(ACTION ITEM)
Reproduce every entry exactly as given.

======== RECORDS

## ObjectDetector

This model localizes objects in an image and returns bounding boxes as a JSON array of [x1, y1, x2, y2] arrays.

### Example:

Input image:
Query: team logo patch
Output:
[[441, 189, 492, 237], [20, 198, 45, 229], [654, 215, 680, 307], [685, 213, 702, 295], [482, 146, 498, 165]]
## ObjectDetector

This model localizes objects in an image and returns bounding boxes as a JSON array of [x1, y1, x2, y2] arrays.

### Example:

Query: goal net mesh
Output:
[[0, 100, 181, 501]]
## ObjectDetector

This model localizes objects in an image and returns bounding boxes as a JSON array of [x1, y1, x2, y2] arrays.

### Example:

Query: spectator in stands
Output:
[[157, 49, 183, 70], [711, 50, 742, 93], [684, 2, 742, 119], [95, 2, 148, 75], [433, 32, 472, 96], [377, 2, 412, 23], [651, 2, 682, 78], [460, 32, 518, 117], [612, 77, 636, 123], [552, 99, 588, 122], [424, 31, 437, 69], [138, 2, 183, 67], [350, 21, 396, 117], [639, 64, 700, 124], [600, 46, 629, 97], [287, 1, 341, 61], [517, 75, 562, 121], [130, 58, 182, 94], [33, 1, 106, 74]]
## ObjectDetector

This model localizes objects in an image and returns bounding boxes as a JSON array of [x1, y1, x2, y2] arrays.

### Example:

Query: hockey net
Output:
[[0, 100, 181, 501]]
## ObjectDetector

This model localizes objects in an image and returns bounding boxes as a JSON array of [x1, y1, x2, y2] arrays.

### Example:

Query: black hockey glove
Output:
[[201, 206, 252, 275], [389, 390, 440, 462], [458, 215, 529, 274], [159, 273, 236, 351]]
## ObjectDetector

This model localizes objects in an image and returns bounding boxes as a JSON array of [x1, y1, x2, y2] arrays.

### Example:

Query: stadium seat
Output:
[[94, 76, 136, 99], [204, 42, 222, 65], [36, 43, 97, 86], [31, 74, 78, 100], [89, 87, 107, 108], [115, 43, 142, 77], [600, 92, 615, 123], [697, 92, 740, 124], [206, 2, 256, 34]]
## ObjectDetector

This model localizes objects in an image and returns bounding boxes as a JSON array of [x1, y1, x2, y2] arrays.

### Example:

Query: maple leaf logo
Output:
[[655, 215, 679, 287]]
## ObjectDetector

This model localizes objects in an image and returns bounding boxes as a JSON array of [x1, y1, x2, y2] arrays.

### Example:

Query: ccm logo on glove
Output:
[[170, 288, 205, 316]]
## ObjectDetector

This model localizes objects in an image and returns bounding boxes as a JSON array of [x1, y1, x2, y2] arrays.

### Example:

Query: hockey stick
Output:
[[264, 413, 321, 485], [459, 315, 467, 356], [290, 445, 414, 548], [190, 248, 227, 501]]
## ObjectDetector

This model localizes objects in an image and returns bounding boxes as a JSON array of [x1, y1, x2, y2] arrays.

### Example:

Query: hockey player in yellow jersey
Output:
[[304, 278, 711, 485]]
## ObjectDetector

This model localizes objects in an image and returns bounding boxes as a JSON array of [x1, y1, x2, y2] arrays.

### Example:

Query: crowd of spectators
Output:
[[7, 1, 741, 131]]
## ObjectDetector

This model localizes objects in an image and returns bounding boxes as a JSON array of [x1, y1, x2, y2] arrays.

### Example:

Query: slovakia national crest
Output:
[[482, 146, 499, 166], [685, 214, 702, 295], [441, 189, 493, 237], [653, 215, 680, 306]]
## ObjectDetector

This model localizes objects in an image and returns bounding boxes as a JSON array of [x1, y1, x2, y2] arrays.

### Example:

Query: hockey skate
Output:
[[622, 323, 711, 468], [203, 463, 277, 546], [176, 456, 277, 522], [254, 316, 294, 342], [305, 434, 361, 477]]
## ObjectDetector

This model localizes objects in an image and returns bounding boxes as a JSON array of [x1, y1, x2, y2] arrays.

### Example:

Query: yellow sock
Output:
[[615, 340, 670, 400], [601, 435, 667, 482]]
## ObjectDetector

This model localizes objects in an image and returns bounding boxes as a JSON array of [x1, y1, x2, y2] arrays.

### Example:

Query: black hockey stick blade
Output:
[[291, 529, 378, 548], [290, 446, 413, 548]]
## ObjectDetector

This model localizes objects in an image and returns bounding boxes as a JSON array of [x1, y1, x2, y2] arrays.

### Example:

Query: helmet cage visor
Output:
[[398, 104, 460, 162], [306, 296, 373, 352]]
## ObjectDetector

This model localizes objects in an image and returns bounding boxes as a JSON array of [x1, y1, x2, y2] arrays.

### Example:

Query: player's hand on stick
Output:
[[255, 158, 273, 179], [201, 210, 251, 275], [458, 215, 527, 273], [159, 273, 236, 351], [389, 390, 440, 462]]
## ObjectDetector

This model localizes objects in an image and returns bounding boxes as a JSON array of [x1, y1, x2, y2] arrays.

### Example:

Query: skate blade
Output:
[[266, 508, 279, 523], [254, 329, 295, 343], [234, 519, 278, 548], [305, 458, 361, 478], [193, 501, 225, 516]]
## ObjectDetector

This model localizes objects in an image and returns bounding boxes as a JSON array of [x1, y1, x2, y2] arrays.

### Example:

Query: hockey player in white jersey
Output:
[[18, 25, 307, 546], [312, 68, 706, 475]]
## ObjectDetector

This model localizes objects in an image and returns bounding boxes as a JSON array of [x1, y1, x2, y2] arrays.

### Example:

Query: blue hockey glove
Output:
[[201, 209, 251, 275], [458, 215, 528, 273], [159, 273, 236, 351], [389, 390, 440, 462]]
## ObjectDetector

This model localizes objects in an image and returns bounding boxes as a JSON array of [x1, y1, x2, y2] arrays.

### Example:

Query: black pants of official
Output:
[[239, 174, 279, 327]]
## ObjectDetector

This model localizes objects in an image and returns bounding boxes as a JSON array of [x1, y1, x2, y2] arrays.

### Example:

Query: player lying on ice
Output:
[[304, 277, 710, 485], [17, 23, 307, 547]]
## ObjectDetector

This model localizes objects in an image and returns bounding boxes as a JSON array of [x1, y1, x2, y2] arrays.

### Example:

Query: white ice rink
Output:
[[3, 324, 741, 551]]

================

(RESPONSE BELOW)
## ObjectDetector

This model localizes objects in an image and returns bounding boxes as a JSON array of [x1, y1, x2, y2] arrays.

### Example:

Input image:
Query: team logo patch
Output:
[[441, 189, 492, 237], [20, 198, 45, 229], [654, 215, 680, 307], [685, 213, 702, 295], [482, 146, 498, 165]]
## ObjectDetector

This model localizes objects in an image and returns bounding boxes as a JSON array of [x1, y1, x2, y2] arrays.

### Example:

Query: goal net mesh
Output:
[[0, 100, 181, 501]]
## ObjectDetector

This model localizes objects in an image and returns bounding boxes as a JSON array of [x1, y1, x2, y2] arrays.

### Example:

Query: spectator in stands
Output:
[[157, 49, 183, 70], [711, 50, 742, 93], [684, 2, 742, 119], [95, 2, 148, 75], [433, 32, 472, 96], [377, 2, 412, 23], [651, 2, 682, 78], [460, 32, 518, 117], [612, 77, 636, 123], [552, 99, 588, 122], [424, 31, 437, 69], [138, 2, 183, 67], [350, 21, 396, 117], [639, 64, 700, 124], [600, 46, 629, 97], [287, 1, 341, 61], [517, 75, 562, 121], [130, 58, 182, 94], [33, 1, 106, 74]]
## ObjectDetector

This model localizes objects in an image and returns bounding boxes as a JSON array of [x1, y1, x2, y2] arrays.

### Example:

Query: hockey net
Output:
[[0, 100, 181, 501]]
## ObjectDetector

This model localizes objects in an image and returns bounding boxes as a JSON array of [x1, y1, x2, y2] arrays.

### Example:

Query: black hockey glove
Output:
[[201, 206, 252, 275], [389, 390, 440, 462], [458, 215, 529, 274], [159, 273, 236, 351]]
## ObjectDetector

This model localizes objects in an image and returns bounding boxes as a JSON array of [x1, y1, x2, y2] arrays.

### Example:

Query: stadium seat
Output:
[[94, 76, 136, 99], [204, 42, 222, 65], [36, 43, 97, 86], [31, 74, 78, 100], [89, 87, 107, 108], [115, 43, 142, 77], [600, 92, 615, 123], [697, 92, 740, 124], [206, 2, 256, 34]]
## ObjectDetector

This model localizes objects in an image and returns bounding boxes as a JSON array of [x1, y1, x2, y2] arrays.

### Example:

Query: maple leaf logo
Output:
[[655, 215, 679, 287]]
## ObjectDetector

This model localizes objects in an image and returns bounding boxes as a JSON array of [x1, y1, x2, y2] arrays.

### Example:

Query: ccm logo on glove
Output:
[[170, 288, 205, 316]]
## ObjectDetector

This model localizes objects in an image and returns bounding boxes as a JSON array of [x1, y1, x2, y2] arrays.

### Example:

Query: hockey stick
Output:
[[264, 413, 321, 485], [459, 315, 467, 356], [290, 445, 414, 548], [190, 248, 227, 501]]
## ObjectDetector

This model localizes objects in an image and returns bounding boxes as a JSON array of [x1, y1, x2, y2] arrays.

### Example:

Query: hockey player in yellow jersey
Output:
[[304, 278, 711, 485]]
## ObjectDetector

This model localizes objects in an image and returns bounding boxes as a JSON array of [x1, y1, x2, y2] arrays.

### Example:

Query: crowd of spectators
Output:
[[7, 1, 741, 131]]
## ObjectDetector

This model localizes objects in an image and returns bounding boxes as a JSON array of [x1, y1, x2, y2] arrays.

### Example:

Query: slovakia national crest
Output:
[[482, 146, 499, 166], [685, 214, 702, 295], [441, 189, 493, 237], [653, 215, 680, 306]]
## ObjectDetector

This model localizes objects in an image and returns bounding boxes as a JSON array of [x1, y1, x2, y2] arrays.

### Example:

Query: hockey skate
Output:
[[622, 323, 711, 468], [203, 463, 277, 546], [176, 456, 277, 522], [254, 316, 294, 342], [305, 434, 361, 477]]
## ObjectDetector

This model localizes objects in an image and returns bounding boxes as a JSON array of [x1, y1, x2, y2] arrays.

### Example:

Query: yellow sock
Output:
[[615, 340, 670, 400], [601, 435, 667, 482]]
## ObjectDetector

This model localizes objects in an image and returns bounding boxes as a JSON array of [x1, y1, x2, y2] arrays.

### Example:

Query: black hockey stick blade
Output:
[[291, 529, 378, 548], [290, 446, 413, 548]]
## ObjectDetector

This model localizes objects in an image and returns bounding boxes as a JSON array of [x1, y1, x2, y2] arrays.

### Example:

Query: helmet cage visor
Output:
[[398, 104, 460, 162], [306, 296, 373, 352]]
## ObjectDetector

This model localizes objects in an image and returns bounding boxes as a JSON array of [x1, y1, x2, y2] arrays.

### Example:

Query: player's hand on stick
Output:
[[255, 158, 273, 179], [201, 210, 251, 275], [458, 215, 527, 273], [159, 273, 236, 351], [389, 390, 440, 462]]
## ObjectDetector

This model localizes objects in an image and returns bounding boxes as a JSON array of [x1, y1, x2, y2] arrays.

### Example:

Query: skate blade
Output:
[[266, 508, 279, 523], [254, 329, 295, 343], [234, 519, 278, 548], [305, 458, 361, 478], [193, 501, 225, 516]]
## ObjectDetector

This model localizes objects in an image and returns bounding boxes as a JSON array of [x1, y1, x2, y2] arrays.

### Example:

Query: hockey player in white jersey
Output:
[[18, 25, 307, 546], [312, 68, 706, 475]]
## ObjectDetector

This model localizes objects in an image and returns bounding boxes as a JSON array of [x1, y1, x2, y2] arrays.

### Example:

Query: blue hockey glove
Output:
[[201, 209, 251, 275], [458, 215, 528, 273], [159, 273, 236, 351], [389, 390, 440, 462]]
## ObjectDetector

This model localizes objects in an image and returns bounding boxes as a JSON array of [x1, y1, x2, y2] arrays.

### Example:

Query: black pants of official
Output:
[[239, 174, 279, 327]]
## ObjectDetector

This model localizes objects in an image and returns bounding boxes as a JSON array of [x1, y1, x2, y2] arrays.

### Example:

Query: player lying on ice
Output:
[[304, 277, 710, 485], [17, 23, 307, 547]]
## ObjectDetector

This model localizes objects in an image and returns bounding boxes as a JSON array of [x1, y1, x2, y2] arrays.

### Example:

Query: white ice rink
Output:
[[3, 324, 741, 551]]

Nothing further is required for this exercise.